**Given instruction**:
State how many lines in the records below contain the string "head", treating uppercase and lowercase letters as distinct. Provide the number alone.

--- Begin Given entries ---

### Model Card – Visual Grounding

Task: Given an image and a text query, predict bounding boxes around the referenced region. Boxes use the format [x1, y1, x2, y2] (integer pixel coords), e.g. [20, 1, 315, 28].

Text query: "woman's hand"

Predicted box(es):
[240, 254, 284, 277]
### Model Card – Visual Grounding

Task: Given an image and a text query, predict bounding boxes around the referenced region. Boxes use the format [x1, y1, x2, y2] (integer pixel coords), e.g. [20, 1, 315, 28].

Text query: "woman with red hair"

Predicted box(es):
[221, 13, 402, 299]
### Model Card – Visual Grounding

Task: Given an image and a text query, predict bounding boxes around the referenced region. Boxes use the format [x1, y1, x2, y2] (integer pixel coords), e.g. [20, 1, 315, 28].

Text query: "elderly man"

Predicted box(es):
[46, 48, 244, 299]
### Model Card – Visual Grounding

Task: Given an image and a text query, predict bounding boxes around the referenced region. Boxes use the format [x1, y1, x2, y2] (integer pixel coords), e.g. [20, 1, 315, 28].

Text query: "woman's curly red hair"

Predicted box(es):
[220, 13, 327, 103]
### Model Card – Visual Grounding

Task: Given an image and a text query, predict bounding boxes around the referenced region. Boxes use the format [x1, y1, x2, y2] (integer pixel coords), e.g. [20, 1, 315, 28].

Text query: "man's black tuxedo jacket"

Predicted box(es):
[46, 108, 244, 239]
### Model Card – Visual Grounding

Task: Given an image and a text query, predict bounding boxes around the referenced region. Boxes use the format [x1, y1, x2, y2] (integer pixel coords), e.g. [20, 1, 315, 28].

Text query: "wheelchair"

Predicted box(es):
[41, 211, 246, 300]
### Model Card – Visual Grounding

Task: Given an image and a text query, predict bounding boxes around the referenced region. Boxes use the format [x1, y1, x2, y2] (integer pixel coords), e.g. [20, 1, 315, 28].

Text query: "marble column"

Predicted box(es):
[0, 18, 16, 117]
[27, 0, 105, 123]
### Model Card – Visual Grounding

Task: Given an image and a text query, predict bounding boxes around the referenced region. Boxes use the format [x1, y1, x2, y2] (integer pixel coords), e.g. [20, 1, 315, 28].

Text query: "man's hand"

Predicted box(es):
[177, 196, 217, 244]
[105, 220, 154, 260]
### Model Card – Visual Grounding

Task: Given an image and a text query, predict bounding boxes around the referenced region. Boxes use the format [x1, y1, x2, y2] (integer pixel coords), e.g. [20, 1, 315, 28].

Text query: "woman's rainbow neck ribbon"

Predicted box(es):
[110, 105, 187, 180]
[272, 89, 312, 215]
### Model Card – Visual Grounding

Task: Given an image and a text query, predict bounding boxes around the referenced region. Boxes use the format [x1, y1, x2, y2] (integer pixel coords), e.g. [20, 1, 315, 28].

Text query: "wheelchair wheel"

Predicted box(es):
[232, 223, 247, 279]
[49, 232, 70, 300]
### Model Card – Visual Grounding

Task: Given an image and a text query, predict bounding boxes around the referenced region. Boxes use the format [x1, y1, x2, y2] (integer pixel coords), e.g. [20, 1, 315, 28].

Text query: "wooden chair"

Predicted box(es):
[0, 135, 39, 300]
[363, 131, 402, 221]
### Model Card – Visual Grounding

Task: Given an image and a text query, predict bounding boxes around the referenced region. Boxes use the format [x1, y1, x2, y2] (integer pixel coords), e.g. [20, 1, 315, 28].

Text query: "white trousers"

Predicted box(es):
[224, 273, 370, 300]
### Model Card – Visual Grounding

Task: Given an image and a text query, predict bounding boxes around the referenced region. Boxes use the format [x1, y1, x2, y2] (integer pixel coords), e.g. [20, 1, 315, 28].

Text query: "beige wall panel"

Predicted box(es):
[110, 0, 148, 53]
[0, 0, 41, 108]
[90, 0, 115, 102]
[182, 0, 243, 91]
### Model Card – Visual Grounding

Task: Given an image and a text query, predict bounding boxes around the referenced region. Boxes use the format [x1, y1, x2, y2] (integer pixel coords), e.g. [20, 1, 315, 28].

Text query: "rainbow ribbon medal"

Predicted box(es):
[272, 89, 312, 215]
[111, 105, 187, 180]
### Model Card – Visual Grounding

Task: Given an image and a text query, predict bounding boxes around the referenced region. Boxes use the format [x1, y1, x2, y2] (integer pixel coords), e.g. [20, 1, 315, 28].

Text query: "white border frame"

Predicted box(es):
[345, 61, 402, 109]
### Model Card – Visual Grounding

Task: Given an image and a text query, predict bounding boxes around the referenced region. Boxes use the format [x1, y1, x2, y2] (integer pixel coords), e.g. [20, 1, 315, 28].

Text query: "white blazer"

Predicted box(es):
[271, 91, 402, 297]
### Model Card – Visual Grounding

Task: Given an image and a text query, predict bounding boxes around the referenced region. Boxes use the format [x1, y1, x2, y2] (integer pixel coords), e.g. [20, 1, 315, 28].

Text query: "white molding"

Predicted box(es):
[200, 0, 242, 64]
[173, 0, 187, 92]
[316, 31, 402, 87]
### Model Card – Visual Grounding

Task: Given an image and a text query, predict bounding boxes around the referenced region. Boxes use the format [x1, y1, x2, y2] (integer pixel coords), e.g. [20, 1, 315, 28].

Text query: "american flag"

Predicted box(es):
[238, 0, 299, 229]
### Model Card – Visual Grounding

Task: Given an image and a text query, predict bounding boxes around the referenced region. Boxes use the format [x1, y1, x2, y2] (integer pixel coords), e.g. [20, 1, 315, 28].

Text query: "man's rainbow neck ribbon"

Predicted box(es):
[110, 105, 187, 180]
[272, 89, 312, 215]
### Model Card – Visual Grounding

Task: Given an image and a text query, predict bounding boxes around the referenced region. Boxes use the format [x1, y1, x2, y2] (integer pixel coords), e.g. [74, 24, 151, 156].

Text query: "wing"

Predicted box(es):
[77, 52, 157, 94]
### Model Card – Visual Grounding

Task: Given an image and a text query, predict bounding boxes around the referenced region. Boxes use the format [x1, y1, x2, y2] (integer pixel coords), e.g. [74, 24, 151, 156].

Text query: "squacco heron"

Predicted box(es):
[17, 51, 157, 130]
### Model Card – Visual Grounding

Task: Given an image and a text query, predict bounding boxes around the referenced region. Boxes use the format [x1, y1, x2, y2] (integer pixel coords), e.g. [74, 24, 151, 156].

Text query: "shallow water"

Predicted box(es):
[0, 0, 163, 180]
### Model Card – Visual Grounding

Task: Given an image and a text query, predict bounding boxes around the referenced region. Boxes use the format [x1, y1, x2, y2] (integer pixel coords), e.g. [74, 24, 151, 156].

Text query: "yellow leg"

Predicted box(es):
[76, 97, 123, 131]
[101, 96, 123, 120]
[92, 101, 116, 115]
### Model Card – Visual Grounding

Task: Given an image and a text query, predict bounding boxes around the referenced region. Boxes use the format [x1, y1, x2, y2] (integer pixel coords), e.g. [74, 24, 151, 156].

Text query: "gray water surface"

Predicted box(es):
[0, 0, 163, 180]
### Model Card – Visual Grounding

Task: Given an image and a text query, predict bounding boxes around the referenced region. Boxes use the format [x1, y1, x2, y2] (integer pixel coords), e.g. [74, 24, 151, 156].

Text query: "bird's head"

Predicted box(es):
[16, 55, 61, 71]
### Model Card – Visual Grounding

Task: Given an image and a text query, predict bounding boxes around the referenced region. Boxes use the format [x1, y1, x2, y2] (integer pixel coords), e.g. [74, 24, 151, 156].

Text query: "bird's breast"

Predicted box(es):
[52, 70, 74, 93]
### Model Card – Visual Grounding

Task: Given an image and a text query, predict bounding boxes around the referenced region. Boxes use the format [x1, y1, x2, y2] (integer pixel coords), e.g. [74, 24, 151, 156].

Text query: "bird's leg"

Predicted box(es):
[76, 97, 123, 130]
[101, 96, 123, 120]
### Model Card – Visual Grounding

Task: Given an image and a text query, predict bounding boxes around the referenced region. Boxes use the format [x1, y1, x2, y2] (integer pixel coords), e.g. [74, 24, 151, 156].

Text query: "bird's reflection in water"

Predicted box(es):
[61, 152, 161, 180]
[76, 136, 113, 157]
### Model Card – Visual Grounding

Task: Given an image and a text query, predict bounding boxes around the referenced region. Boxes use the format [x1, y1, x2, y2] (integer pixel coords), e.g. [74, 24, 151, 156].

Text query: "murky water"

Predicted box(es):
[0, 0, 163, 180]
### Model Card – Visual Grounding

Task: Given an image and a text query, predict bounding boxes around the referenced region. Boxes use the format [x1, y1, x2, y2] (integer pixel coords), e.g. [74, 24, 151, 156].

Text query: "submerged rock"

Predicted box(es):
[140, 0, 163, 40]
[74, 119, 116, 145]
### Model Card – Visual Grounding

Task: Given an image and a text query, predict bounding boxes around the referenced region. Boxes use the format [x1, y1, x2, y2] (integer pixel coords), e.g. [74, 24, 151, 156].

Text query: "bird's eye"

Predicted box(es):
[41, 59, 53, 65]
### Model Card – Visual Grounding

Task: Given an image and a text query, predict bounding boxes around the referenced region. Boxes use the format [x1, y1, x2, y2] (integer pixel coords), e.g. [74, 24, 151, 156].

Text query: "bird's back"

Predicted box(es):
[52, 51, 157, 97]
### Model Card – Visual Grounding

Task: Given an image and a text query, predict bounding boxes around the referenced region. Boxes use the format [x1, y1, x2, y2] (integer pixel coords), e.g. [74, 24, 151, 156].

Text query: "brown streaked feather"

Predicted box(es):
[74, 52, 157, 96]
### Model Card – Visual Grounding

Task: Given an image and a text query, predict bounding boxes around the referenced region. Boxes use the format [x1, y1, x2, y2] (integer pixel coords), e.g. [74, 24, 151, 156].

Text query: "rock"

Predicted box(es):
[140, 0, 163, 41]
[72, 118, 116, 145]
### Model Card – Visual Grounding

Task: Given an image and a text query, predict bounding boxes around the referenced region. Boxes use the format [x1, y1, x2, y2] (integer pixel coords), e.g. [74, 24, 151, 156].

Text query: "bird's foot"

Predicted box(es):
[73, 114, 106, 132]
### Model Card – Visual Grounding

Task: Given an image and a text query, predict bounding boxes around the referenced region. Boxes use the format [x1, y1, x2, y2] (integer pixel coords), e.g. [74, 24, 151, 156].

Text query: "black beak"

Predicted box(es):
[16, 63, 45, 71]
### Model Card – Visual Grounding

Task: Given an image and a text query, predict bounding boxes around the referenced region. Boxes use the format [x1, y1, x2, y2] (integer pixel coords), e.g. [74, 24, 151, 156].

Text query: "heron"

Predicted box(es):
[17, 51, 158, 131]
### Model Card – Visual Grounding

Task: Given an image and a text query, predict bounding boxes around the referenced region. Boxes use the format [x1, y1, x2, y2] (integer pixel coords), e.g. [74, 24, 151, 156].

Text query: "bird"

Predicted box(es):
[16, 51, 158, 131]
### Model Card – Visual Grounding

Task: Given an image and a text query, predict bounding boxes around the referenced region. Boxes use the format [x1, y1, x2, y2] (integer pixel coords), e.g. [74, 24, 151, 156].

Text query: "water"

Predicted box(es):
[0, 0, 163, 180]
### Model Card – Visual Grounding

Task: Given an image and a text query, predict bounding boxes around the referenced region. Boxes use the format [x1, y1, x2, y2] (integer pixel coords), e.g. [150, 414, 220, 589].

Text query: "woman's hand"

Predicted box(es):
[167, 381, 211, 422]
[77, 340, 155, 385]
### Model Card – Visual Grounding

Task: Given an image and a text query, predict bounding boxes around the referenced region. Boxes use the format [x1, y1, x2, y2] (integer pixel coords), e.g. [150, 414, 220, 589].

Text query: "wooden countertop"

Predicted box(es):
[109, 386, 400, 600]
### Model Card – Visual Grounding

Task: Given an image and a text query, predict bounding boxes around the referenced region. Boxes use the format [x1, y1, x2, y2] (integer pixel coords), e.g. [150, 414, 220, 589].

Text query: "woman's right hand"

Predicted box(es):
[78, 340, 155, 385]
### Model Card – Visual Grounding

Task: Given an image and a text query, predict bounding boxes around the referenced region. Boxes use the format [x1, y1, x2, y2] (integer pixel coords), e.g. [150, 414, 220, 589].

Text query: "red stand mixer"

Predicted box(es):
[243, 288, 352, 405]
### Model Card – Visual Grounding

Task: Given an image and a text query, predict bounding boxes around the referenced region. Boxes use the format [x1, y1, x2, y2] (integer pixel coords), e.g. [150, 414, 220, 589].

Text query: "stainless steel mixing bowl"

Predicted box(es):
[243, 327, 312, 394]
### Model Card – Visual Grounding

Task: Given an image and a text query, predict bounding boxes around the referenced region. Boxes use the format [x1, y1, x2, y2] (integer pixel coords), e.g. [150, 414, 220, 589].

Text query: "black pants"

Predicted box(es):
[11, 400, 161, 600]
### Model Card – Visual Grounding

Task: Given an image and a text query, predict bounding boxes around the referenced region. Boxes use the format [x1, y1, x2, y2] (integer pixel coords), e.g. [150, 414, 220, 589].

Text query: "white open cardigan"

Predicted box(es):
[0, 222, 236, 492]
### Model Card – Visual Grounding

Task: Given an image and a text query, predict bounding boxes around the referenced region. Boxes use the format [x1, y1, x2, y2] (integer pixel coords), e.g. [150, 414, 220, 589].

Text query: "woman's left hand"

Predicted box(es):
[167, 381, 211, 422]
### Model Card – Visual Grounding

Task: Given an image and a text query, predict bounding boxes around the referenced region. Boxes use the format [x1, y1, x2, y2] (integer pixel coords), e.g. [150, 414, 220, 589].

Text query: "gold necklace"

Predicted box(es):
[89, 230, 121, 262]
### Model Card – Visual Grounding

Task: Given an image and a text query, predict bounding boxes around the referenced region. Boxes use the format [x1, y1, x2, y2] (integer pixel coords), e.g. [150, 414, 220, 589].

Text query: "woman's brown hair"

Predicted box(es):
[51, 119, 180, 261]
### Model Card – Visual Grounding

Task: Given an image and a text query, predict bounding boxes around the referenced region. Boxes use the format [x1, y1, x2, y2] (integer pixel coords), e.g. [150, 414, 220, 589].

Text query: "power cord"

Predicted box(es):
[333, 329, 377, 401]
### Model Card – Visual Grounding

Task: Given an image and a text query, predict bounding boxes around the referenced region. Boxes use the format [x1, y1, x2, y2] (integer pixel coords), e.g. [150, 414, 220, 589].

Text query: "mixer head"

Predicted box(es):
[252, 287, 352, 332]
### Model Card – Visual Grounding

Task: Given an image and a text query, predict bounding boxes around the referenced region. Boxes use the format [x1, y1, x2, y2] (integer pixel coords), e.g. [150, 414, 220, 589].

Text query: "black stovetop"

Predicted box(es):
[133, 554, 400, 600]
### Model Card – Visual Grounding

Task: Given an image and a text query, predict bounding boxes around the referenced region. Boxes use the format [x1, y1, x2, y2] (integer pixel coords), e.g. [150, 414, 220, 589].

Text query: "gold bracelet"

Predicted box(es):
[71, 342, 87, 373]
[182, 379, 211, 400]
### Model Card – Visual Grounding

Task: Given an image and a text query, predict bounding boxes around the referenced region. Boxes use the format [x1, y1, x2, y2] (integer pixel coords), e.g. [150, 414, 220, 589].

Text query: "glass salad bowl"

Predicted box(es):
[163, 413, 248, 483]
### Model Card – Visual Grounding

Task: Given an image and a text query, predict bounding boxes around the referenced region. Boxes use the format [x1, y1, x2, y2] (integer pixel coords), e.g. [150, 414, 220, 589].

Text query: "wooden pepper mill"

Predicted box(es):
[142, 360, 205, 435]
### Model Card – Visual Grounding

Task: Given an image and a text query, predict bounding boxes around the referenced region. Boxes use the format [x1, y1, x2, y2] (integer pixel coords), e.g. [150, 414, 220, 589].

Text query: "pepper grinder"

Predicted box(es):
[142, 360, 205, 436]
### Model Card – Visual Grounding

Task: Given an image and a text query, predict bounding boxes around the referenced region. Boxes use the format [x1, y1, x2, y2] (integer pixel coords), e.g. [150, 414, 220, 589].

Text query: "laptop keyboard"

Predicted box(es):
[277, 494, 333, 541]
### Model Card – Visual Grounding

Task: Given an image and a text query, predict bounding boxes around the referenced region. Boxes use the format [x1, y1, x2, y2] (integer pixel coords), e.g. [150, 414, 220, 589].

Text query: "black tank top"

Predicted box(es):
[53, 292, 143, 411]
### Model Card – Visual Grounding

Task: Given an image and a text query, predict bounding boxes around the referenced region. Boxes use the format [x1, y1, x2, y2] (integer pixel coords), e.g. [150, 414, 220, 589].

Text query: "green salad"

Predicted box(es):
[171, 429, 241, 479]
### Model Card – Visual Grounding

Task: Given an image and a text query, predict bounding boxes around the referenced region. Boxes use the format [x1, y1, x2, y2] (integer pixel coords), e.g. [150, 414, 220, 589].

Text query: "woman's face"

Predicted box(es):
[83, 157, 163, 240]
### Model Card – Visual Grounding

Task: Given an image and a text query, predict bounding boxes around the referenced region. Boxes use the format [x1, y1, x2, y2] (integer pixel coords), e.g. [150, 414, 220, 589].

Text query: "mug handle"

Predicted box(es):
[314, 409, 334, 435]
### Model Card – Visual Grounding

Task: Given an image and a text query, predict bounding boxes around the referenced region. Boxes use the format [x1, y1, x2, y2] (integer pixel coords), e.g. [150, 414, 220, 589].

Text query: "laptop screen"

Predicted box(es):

--- End Given entries ---

**Answer to this task**:
2